_DIRECTIONS_
Please render the listing from the line containing "Return the outline of every instance of the winter" through the line containing "M102 2L102 5L100" as a numbered list, leaving out blank lines.

_MATERIAL_
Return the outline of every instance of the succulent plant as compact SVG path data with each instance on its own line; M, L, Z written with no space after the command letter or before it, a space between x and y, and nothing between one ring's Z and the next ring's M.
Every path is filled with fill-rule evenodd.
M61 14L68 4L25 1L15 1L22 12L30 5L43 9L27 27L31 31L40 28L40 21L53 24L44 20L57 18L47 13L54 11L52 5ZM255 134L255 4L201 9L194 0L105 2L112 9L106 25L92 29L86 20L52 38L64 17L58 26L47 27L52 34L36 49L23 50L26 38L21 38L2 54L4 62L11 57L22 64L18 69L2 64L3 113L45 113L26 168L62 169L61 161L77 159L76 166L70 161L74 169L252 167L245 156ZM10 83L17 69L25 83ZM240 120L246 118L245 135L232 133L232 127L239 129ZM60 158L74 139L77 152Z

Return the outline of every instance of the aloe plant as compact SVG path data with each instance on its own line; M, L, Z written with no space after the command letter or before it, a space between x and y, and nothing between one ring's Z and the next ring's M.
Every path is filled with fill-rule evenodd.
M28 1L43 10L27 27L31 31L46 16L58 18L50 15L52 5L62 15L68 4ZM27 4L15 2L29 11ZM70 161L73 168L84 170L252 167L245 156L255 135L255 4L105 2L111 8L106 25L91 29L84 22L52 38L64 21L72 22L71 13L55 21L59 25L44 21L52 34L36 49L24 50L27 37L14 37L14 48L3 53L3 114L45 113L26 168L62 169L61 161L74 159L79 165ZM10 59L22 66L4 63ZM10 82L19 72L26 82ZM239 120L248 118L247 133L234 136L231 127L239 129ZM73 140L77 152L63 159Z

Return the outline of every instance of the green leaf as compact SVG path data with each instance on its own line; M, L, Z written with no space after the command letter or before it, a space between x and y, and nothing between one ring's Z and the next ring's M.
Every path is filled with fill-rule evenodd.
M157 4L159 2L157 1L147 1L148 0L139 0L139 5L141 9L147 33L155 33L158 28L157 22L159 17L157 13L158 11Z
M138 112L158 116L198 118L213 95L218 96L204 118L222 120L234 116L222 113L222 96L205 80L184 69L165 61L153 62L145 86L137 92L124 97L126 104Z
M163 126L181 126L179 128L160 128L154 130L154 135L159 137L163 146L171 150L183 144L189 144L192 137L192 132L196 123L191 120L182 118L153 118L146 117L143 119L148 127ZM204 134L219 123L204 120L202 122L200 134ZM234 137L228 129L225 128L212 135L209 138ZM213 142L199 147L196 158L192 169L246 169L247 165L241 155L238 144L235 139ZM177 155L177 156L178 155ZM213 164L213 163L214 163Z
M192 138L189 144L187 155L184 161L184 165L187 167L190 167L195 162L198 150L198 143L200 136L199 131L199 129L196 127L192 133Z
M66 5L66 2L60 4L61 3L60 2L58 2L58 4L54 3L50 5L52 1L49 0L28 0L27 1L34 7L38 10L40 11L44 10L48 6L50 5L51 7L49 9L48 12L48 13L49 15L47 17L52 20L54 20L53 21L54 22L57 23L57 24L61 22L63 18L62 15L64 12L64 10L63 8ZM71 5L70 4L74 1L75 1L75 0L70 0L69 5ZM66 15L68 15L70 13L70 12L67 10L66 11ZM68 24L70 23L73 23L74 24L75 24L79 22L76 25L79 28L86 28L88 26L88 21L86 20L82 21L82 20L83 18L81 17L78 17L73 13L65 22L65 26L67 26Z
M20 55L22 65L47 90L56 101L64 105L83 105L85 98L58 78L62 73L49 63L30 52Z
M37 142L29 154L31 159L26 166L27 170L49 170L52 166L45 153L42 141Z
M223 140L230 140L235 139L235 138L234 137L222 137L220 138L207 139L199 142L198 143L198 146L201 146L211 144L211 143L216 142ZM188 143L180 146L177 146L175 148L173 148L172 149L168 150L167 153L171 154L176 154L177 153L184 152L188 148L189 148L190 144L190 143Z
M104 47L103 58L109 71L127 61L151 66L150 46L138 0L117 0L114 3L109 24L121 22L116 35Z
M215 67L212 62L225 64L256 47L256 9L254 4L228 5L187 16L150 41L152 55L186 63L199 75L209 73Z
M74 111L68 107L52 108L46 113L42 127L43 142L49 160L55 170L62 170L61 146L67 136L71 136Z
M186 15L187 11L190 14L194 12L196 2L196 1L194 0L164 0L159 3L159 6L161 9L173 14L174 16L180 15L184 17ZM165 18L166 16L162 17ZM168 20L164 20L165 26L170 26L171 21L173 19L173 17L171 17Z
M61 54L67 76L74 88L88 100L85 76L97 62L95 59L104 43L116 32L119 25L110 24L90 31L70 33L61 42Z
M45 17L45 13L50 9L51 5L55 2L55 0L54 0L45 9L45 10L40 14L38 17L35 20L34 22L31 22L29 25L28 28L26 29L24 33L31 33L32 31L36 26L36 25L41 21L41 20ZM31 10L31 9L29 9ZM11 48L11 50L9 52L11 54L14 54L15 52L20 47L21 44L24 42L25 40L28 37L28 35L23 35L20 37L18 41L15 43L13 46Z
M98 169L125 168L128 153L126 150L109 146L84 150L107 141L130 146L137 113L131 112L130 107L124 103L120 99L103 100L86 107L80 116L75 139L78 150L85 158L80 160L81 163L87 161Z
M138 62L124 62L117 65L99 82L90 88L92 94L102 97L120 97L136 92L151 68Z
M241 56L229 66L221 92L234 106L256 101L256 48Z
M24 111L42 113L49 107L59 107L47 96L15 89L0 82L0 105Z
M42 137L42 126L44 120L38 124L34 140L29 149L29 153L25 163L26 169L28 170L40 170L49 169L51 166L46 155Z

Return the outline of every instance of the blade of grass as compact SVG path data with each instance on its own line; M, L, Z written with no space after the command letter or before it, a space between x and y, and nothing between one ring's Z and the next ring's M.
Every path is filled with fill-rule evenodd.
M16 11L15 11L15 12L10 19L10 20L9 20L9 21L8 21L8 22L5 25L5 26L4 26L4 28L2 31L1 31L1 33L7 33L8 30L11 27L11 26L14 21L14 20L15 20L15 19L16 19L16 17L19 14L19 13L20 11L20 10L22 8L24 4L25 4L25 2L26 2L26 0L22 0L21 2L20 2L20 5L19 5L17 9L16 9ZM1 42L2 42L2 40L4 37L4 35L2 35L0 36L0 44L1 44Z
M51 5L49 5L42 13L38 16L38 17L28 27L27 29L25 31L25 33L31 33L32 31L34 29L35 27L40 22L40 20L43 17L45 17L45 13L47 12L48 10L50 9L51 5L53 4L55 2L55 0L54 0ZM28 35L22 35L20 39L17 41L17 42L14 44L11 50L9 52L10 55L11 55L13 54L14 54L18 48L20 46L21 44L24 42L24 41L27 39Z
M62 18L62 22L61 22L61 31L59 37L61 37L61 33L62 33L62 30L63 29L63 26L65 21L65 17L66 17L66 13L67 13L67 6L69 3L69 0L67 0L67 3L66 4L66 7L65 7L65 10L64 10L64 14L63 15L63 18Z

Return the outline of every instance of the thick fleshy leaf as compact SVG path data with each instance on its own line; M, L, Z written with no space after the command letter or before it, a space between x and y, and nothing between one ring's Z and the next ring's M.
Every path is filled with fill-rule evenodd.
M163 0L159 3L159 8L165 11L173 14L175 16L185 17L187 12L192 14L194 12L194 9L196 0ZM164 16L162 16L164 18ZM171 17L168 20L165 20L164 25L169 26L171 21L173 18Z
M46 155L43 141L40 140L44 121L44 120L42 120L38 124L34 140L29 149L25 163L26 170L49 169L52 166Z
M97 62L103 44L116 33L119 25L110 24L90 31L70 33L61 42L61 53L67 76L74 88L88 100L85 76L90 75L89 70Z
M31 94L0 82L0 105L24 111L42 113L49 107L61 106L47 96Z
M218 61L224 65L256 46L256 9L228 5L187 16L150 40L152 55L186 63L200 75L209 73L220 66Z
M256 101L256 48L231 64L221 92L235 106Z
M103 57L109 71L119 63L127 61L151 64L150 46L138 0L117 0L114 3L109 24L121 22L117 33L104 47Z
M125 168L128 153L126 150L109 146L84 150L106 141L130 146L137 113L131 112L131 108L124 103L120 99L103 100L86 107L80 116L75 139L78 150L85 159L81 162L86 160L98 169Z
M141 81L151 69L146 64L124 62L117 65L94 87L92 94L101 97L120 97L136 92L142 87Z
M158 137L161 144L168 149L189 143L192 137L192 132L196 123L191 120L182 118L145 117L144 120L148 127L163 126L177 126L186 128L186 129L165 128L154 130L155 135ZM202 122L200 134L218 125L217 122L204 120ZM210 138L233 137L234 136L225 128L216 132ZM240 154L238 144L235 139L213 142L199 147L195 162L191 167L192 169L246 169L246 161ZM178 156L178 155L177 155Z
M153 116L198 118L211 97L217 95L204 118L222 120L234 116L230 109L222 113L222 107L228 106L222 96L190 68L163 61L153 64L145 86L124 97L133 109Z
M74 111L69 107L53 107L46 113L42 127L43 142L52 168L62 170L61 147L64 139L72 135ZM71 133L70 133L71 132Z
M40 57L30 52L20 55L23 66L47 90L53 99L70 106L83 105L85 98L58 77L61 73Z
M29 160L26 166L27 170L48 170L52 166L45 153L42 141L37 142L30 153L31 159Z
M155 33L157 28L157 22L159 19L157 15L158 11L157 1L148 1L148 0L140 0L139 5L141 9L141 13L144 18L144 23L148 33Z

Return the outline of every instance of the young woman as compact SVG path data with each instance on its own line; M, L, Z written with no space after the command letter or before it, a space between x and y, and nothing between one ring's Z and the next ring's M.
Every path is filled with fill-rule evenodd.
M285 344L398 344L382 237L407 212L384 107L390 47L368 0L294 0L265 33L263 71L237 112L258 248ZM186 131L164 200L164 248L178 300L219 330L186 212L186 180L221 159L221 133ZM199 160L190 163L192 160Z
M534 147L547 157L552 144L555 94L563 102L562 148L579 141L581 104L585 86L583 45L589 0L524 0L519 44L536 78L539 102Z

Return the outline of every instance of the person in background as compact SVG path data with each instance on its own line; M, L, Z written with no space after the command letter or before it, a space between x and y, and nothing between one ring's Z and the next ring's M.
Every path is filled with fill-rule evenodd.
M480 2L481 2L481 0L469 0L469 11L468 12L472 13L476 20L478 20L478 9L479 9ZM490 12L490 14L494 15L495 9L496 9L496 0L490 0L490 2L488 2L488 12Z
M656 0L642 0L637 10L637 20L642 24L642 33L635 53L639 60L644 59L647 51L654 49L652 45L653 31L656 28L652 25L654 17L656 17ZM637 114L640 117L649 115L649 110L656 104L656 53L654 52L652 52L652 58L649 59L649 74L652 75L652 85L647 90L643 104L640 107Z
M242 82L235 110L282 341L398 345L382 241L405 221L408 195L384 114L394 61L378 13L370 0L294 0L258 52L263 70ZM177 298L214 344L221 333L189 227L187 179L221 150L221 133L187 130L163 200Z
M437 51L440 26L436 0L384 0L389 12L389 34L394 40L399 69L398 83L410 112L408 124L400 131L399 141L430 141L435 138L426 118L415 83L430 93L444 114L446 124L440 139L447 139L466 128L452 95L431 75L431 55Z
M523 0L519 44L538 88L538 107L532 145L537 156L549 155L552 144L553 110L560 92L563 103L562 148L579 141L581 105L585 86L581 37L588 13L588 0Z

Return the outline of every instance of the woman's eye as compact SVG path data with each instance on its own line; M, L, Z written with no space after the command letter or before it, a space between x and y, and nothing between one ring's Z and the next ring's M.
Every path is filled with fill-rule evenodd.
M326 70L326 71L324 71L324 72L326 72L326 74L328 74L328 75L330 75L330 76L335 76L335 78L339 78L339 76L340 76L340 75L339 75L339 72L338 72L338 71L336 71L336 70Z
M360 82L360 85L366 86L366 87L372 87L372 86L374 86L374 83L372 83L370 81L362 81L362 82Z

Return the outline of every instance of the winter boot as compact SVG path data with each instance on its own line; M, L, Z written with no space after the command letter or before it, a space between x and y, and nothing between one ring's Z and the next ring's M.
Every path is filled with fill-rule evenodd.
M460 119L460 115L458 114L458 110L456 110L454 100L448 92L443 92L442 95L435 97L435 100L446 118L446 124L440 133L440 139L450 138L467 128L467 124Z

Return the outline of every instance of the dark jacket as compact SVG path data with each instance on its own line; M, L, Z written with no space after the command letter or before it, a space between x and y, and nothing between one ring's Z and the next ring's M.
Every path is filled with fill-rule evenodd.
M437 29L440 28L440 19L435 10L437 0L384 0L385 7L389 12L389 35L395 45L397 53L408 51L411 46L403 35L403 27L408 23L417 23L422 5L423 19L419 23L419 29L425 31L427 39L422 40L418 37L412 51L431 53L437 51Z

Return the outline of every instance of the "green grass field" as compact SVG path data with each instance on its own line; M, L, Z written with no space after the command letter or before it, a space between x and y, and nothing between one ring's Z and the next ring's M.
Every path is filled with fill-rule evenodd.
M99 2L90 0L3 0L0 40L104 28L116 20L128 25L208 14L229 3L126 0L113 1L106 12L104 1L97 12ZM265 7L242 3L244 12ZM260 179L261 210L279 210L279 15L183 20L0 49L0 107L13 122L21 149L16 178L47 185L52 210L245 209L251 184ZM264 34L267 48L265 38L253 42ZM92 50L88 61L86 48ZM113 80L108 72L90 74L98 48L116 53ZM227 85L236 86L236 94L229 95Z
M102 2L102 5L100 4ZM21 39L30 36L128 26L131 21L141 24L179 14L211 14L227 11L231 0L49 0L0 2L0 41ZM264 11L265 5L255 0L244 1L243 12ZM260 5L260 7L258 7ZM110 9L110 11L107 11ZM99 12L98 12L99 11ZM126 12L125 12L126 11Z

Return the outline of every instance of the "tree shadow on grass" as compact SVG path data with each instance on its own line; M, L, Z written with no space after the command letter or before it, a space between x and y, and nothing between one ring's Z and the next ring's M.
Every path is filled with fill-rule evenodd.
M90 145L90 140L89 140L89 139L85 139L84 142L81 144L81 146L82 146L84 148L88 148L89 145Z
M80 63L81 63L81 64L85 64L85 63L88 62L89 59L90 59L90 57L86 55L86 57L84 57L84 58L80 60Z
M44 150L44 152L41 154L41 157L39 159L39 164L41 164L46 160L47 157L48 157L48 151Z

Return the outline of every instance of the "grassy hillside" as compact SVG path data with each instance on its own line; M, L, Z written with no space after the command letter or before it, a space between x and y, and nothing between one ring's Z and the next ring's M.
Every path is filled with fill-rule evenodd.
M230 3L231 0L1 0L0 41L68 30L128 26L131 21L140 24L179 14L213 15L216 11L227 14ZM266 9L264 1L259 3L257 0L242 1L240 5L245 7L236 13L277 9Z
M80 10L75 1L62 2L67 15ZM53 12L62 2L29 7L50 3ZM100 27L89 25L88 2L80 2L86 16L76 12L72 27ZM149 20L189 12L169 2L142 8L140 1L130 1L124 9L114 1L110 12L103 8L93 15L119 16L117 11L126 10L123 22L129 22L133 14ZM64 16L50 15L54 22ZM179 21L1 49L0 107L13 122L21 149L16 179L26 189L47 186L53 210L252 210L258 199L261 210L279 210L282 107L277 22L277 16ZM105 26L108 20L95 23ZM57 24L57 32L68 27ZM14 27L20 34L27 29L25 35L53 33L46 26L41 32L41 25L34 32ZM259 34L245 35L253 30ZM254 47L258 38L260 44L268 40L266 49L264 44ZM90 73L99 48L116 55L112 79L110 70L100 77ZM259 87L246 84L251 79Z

_COMPLETE OUTPUT_
1. Return the outline of every instance of the winter boot as compact SVG path data with each instance on its own line; M, L, Z written with no space after the command letter or before it, a space between x and y, and nothing between one ring's Z and the next ring's M.
2. Every path is filled with fill-rule evenodd.
3. M460 119L460 115L458 114L458 110L456 110L454 100L448 92L443 92L442 95L435 97L435 100L446 118L446 124L440 133L440 139L450 138L467 128L467 124Z
4. Return the outline of every instance of the dark jacket as compact SVG path data with each instance on its own line; M, L, Z written with no space after the command letter or before it, a space between x and y, and nothing between one ring's Z and the next ring's M.
5. Every path is filled with fill-rule evenodd.
6. M437 29L440 28L440 19L435 10L437 0L384 0L385 7L389 12L389 35L395 45L397 53L408 51L411 46L403 35L403 27L408 23L417 23L422 5L423 19L419 23L419 29L425 31L427 39L422 40L418 37L412 51L431 53L437 51Z
7. Return the outline of every instance of the "green grass field" as compact SVG path data with each instance on its own line; M, L, Z written with no space after the command letter or before it, a space between x and y, and nothing between one ring's Z and the next ring's M.
8. Every path is filled with fill-rule evenodd.
9. M99 2L90 0L3 0L0 40L104 28L116 20L128 25L208 14L229 3L126 0L113 1L106 12L104 1L97 12ZM265 7L242 3L244 12ZM260 179L261 210L279 210L279 15L183 20L0 49L0 107L13 122L21 149L16 178L47 185L52 210L245 209L251 184ZM264 34L267 48L265 38L253 42ZM92 50L88 61L86 48ZM113 80L108 72L90 74L98 48L116 53ZM227 85L236 86L236 94L229 95Z
10. M102 2L102 5L100 4ZM21 39L30 36L128 26L131 21L141 24L179 14L211 14L227 11L231 0L49 0L0 2L0 41ZM264 11L265 5L255 0L244 1L243 12ZM260 5L260 7L258 7ZM110 9L110 11L107 11ZM99 12L98 12L99 11ZM126 12L125 12L126 11Z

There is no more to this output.